----- Dataset excerpts

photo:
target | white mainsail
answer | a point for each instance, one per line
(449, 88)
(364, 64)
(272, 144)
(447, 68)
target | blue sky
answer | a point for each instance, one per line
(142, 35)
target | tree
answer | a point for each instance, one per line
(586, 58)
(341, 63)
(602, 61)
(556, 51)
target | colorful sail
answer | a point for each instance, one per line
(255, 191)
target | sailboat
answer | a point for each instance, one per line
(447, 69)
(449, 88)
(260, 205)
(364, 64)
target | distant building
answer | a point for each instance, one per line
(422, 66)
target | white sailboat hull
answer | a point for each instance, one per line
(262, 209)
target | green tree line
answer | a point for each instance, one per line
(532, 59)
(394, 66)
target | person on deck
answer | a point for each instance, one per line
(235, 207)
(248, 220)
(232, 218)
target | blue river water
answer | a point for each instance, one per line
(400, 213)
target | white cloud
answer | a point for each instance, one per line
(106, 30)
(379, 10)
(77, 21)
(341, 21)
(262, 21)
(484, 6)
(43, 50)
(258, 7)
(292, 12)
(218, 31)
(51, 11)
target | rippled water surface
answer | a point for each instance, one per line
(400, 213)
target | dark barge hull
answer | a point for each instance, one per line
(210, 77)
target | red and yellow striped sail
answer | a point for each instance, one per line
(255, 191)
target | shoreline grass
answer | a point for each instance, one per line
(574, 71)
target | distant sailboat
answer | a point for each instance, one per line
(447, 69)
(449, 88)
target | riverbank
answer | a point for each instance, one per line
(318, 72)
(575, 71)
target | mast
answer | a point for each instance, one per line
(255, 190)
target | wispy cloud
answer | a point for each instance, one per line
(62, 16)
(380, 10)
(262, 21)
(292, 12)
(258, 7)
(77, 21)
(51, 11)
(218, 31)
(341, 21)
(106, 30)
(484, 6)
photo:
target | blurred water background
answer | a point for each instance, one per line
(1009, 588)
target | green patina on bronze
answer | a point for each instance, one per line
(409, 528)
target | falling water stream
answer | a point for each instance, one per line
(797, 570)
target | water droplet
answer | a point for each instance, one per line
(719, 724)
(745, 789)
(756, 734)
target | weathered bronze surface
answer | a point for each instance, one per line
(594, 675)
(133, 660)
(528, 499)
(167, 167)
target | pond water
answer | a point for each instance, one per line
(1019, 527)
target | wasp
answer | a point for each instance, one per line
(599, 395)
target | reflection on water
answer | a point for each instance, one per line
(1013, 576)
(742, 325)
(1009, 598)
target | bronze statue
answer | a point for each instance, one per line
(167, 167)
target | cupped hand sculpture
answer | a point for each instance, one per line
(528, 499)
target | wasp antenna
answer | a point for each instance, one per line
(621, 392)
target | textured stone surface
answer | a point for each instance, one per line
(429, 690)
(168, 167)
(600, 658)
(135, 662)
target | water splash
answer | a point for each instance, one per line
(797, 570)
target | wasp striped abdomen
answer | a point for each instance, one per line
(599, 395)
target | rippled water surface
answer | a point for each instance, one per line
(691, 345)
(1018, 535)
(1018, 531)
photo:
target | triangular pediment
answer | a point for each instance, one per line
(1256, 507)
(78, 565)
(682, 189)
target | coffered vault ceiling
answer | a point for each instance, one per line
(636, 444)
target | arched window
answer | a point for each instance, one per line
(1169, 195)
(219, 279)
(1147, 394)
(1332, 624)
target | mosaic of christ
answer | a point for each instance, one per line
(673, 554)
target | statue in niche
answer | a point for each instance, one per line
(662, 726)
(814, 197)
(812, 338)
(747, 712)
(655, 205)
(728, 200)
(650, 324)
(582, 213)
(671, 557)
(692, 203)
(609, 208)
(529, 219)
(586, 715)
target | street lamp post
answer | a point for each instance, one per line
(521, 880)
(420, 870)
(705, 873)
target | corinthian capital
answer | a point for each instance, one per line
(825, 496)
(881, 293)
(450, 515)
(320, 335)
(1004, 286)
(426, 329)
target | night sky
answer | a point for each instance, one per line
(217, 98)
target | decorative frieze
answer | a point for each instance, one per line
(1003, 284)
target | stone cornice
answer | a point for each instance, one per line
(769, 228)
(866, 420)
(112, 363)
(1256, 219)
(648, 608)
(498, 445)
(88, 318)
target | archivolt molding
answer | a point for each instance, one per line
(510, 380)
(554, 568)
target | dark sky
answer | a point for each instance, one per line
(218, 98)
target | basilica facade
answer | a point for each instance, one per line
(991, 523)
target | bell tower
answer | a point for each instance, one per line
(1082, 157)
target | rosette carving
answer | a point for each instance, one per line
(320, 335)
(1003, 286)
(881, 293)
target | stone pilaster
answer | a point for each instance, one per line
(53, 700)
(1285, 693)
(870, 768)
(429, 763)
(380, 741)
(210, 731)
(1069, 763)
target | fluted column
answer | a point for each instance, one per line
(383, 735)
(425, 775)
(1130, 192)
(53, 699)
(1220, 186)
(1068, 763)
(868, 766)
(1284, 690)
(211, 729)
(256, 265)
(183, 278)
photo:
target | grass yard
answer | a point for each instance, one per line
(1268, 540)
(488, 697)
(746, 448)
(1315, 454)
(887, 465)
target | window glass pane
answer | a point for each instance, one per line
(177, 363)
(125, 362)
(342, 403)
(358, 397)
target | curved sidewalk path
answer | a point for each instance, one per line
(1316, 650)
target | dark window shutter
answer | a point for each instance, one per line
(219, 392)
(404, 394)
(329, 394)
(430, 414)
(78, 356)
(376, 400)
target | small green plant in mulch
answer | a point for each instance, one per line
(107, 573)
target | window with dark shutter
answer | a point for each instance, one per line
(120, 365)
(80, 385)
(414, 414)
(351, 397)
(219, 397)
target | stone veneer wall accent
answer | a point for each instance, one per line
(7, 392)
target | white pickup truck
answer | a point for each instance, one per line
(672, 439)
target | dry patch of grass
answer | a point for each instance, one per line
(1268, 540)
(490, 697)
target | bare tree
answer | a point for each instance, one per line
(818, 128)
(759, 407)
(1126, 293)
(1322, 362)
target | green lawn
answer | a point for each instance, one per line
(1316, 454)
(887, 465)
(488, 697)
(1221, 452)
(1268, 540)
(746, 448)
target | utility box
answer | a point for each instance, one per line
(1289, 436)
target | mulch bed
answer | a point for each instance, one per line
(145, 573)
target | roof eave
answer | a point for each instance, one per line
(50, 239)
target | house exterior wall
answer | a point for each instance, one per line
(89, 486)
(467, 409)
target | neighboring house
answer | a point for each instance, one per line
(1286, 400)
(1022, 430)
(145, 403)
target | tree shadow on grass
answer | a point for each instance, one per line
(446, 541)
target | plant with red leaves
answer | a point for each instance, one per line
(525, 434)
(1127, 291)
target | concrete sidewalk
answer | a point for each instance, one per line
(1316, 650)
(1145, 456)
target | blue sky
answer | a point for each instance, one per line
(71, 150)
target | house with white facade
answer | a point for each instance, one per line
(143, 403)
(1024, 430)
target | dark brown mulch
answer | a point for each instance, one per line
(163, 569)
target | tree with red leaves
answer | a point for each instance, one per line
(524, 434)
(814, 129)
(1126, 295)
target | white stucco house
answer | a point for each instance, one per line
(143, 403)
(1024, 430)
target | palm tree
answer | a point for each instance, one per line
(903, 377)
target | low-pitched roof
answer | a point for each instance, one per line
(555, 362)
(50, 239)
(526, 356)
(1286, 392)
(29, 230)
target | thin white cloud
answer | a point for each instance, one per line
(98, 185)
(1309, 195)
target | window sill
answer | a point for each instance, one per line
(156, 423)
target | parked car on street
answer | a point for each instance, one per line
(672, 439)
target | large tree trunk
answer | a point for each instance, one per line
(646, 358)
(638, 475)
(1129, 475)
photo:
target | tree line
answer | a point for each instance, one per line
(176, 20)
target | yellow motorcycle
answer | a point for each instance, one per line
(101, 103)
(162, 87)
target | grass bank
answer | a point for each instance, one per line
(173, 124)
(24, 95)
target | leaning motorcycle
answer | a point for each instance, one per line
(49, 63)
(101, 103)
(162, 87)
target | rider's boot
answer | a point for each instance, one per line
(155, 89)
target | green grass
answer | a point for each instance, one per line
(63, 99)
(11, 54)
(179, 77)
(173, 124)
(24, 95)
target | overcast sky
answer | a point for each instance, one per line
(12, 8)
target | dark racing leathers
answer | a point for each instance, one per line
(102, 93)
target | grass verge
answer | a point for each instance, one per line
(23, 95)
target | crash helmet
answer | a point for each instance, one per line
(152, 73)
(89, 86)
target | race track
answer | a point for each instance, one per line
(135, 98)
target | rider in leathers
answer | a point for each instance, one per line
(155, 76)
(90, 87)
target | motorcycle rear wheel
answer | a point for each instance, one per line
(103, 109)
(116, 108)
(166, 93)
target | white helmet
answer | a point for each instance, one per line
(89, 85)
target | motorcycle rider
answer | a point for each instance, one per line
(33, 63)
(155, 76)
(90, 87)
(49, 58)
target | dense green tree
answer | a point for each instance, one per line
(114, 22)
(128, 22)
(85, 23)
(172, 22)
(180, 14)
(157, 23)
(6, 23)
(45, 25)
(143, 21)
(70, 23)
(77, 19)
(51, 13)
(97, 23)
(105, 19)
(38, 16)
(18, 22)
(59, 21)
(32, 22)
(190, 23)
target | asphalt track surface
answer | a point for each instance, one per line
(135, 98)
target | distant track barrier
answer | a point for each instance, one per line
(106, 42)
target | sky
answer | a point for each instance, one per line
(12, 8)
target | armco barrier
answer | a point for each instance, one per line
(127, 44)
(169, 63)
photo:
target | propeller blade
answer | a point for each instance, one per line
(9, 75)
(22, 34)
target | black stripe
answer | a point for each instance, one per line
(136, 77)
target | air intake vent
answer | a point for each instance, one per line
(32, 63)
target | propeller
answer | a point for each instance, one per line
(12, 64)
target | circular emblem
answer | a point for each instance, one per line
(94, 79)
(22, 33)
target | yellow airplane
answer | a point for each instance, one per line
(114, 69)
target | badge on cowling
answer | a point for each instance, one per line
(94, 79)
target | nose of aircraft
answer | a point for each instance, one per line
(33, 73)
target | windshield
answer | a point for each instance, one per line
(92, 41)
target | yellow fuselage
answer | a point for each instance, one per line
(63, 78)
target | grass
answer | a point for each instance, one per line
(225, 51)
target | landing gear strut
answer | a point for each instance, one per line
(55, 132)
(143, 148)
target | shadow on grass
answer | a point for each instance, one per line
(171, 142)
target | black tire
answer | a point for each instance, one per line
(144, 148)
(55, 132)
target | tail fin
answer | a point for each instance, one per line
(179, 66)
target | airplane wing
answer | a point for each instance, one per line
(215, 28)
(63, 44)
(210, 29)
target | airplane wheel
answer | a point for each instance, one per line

----------

Of the entries above, transcribe exactly those lines that fall between the line containing "target | tree line" and the line containing "target | green grass", together with those two lines.

→ **Response box**:
target | tree line
answer | a point for each instance, one per line
(176, 20)
target | yellow motorcycle
answer | a point for each instance, one per line
(101, 103)
(162, 87)
target | grass bank
answer | a point for each instance, one per line
(173, 124)
(24, 95)
target | leaning motorcycle
answer | a point for each instance, one per line
(49, 63)
(101, 103)
(162, 87)
target | rider's boot
answer | a point for each instance, one per line
(155, 89)
target | green grass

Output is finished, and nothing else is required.